§ **Exercise 1**
Show each of the rows below that contains the word "tall".

§ **Passage**
* START *

About the Ads you see for Kelly Writers House and Poem Talk: Two years ago I took a free class on Coursera called Modern Poetry from the University of Pennsylvania's Al Filries. Since then, I have been a Community TA. I credit Al and ModPo with recreating my need to publish again. When we first started, I thought it would look better with a few advertisements, so I asked Al if I could run a couple of free ads and he said yes.

poetry magazine, Erren Geraud Kelly, interview, Paris, Siene

     BTS: Your Othello has a lyrical quality, and I don’t mean exactly Lyric poetry, but actual song lyrics. Do you write songs as well as poetry?

     Erren Geraud KellyI read all kinds of poets, I like Baraka, I like Claudia Rankine, Daurianne Laux and Ai, interest me a lot…slam poetry especially Sarah Kay and Taylor Mali and Saul Williams are also my go-to guys…I’ve only written one song in my life, when I was in college. I wrote the words, a friend of mine named Steve,  who took choir with me played guitar and wrote the music. I do like to read song lyrics, just to see what poetic devices songwriters use. Jimi Hendrix was a songwriter who could have easily been a poet, as was Curtis Mayfield.... Bob Dylan, of course, is a poet, whether he sings or not. I played a trombone in middle school and high school ( 7 years ) and I took three years of voice lessons. It has been my “ Bucket list,” dream to learn guitar and play, but fear always gets in the way…but I’m going to conquer it!  But I think a poet is a musician, regardless….

     BTS: I have a poetry professor who says the form is the message. I notice your longer poems and your shorter poems have a distinctly different feel. Do you think form guides the message, or do you choose the form to fit your message, or do you not see any real difference?

* END *

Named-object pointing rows
* START *

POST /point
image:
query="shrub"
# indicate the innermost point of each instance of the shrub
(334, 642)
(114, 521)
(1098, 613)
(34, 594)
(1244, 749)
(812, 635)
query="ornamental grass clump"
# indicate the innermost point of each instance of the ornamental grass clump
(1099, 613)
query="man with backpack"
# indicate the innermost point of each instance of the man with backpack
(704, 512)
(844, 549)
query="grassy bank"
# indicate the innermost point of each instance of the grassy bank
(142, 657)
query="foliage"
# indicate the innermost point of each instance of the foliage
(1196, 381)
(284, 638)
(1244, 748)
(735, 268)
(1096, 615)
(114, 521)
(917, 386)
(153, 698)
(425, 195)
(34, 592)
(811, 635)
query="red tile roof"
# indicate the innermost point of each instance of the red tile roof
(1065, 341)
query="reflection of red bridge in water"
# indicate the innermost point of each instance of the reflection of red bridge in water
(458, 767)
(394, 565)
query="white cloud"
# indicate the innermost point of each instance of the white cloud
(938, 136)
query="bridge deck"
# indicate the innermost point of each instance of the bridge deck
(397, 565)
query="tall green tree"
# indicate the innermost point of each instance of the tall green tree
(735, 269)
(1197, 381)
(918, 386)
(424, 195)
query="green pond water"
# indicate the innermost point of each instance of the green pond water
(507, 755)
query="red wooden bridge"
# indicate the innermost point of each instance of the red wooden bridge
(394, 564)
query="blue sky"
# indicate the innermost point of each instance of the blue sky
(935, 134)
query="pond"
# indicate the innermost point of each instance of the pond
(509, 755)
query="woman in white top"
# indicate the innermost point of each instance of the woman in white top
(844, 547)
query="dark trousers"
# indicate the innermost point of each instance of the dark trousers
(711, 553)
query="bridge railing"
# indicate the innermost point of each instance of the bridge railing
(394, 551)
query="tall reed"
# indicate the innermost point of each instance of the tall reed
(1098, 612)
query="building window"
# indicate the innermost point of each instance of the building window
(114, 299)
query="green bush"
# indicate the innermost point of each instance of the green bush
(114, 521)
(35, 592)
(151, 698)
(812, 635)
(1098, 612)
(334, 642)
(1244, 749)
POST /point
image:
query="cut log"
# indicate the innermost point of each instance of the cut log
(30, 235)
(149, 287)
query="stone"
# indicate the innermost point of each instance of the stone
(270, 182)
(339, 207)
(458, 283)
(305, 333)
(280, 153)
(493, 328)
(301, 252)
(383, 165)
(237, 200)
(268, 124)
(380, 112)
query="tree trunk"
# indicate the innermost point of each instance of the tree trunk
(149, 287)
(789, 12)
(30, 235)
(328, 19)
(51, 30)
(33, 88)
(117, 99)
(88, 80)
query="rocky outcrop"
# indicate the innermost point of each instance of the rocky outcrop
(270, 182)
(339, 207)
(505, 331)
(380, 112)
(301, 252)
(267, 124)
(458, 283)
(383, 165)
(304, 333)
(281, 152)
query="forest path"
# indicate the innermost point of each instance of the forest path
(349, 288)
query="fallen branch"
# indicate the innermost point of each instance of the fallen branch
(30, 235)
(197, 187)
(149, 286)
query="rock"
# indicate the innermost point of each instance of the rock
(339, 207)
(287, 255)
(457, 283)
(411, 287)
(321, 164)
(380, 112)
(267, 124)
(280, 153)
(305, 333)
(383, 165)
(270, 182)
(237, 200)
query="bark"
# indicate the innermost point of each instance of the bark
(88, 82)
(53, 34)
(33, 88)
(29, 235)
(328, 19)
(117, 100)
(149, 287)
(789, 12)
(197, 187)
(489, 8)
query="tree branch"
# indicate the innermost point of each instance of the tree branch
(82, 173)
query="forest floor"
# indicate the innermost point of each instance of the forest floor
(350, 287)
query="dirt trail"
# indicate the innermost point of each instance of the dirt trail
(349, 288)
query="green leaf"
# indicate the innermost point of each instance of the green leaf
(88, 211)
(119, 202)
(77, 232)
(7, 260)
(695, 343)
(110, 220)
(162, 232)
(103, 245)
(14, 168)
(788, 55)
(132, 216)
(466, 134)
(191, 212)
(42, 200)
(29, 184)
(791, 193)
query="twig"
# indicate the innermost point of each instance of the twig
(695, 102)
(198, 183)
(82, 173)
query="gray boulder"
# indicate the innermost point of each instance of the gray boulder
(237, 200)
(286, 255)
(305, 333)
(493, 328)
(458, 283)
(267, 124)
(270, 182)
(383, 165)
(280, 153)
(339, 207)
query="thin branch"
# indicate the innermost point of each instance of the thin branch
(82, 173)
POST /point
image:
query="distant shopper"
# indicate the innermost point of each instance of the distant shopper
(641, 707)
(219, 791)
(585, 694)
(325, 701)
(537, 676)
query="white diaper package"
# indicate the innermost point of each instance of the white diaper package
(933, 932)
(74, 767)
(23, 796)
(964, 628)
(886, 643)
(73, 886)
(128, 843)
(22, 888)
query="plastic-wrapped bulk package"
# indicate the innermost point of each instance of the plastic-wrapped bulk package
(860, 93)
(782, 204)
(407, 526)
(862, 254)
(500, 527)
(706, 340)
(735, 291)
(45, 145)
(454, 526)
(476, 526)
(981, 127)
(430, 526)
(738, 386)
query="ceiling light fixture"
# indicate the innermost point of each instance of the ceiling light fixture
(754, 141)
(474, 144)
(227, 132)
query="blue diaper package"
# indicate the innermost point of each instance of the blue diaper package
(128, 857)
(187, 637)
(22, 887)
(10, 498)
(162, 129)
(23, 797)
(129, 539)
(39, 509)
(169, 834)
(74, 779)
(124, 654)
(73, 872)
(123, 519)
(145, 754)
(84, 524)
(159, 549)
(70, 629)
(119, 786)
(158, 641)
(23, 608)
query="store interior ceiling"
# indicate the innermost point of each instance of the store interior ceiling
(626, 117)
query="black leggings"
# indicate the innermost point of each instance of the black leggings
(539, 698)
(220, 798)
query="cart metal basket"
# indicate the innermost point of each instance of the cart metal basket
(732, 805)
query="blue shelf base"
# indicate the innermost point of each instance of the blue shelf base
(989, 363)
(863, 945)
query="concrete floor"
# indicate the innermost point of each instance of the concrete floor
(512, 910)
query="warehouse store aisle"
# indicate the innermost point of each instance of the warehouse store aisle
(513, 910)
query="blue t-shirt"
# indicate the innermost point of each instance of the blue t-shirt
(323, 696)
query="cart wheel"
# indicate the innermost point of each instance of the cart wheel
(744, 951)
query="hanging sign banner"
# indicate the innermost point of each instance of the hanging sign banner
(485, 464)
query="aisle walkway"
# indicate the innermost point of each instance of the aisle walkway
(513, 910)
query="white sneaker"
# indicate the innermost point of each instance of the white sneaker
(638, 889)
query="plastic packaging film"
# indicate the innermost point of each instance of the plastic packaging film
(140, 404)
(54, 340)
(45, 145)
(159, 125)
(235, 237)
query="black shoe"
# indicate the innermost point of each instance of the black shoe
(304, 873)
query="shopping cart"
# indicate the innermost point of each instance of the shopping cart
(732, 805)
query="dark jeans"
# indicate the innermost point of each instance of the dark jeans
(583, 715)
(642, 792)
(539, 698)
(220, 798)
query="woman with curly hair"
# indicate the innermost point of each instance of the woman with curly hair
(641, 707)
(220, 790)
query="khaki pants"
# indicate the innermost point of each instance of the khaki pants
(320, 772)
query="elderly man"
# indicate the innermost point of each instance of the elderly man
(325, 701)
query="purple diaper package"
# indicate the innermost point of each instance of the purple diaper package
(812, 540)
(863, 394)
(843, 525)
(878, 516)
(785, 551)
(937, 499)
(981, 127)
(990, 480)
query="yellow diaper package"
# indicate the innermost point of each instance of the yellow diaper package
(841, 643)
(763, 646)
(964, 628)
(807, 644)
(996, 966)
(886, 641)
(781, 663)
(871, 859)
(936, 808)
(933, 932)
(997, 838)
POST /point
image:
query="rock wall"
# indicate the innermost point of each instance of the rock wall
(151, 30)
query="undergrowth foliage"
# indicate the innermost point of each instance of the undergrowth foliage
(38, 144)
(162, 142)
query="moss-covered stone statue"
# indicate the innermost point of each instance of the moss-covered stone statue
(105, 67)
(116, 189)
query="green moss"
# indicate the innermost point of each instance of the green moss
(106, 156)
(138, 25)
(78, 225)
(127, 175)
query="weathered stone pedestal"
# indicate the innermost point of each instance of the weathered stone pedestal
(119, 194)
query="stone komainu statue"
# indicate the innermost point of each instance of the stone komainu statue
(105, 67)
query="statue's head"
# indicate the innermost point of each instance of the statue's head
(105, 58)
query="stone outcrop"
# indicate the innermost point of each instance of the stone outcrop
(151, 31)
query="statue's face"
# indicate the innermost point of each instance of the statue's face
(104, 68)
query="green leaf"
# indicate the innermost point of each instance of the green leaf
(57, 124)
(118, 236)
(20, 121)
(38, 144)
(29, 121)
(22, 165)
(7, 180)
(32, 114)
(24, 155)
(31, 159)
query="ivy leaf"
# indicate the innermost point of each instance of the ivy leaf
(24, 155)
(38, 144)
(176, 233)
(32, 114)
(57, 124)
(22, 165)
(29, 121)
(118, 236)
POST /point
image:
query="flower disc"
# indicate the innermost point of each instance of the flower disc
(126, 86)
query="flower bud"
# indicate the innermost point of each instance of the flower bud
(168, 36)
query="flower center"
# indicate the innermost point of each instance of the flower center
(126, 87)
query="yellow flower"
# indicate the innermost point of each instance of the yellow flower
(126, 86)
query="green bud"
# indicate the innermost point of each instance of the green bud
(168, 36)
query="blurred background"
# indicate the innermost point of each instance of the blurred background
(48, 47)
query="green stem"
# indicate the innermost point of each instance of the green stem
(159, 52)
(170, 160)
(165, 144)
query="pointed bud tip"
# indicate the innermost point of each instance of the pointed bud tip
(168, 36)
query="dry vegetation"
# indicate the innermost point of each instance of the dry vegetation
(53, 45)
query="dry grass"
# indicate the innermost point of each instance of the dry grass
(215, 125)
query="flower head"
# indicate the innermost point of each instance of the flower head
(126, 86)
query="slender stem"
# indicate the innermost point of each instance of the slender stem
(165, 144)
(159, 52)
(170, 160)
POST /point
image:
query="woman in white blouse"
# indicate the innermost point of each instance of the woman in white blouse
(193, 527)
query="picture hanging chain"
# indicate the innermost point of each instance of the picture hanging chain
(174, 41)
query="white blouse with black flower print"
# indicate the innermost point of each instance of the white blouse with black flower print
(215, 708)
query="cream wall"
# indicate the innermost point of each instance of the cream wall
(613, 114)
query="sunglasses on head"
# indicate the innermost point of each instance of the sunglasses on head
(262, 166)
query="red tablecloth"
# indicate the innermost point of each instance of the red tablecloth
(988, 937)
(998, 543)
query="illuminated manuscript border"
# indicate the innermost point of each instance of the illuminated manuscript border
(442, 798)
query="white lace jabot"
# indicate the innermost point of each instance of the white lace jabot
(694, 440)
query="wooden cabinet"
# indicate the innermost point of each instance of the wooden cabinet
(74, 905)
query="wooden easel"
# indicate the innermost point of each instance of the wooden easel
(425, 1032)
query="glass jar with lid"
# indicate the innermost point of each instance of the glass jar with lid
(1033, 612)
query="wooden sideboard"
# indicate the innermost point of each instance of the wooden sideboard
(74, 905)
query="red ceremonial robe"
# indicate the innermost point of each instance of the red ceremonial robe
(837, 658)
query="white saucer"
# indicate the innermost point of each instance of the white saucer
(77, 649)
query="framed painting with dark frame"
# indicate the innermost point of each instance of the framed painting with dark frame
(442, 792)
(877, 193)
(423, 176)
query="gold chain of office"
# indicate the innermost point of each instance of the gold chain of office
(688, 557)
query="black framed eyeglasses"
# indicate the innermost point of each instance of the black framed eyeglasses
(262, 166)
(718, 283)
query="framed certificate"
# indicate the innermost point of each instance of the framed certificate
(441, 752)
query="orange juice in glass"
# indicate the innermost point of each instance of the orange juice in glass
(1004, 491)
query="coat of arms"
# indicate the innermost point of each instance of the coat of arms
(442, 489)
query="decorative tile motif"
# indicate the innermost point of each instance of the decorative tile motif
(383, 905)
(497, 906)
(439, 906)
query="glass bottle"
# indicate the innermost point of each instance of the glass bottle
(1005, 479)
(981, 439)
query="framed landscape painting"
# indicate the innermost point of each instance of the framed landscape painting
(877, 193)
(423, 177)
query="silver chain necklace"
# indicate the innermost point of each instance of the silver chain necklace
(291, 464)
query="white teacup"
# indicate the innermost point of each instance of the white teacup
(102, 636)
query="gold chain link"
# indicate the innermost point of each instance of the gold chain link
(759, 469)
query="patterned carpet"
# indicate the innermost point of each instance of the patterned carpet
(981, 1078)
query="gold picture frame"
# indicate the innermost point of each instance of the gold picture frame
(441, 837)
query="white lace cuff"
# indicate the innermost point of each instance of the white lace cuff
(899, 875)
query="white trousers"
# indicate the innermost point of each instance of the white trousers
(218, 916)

* END *

§ **Exercise 2**
Carry the Erren Geraud Kelly interview above further, starting right after its last sentence.

§ **Task output 1**
query="tall green tree"
# indicate the innermost point of each instance of the tall green tree
query="tall reed"
# indicate the innermost point of each instance of the tall reed

§ **Task output 2**
     Erren Geraud Kelly: When I write something, I focus on the content…I’m just trying to get something down on the page…lately, I’ve been writing poems on my smartphone, which has become easier, but I miss the old way of pulling out my journal and just writing it down…I don’t think about a “ sonnet,” or a “ political poem,” or a “ love poem,” I just get down the idea…the poem about “ Othello,” came from watching a version of the play,  that was presented in Virtual Reality ! I just wanted to tell the story through the lens of the information/internet age.  Once I get the idea ( what I want to say down on the page } then I’ll go back and give it its form, shape it and mold it. It’s probably harder to write a shorter poem than it is to write a longer poem; a longer poem lets you expand further on the idea and really expand on your creativity…but magazines love publishing shorter poems Jcos this is the 8 second attention span/ youtube age. 

     BTS: You once told me you have a soft spot for subjects and people who are not in the mainstream. What is the mainstream in Los Angeles these days?

     Erren Geraud Kelly: Brentwood, Malibu, and 

Hollywood… Echo Park and Silverlake  are  being overrun by Hipsters. Beverly Hills is interesting, though I rarely walk through it; the cops will follow me around.  ( laughs )  I like Pasadena…Boyle Heights…South Central has inspired a few poems….

     BTS: I notice one of the pictures we are using for this interview is you standing in the middle of Paris. I have to confess I spent less than 48 hours in that city, but honestly think I could live I there? How much of Europe have you seen? How has it impacted you and your poetry?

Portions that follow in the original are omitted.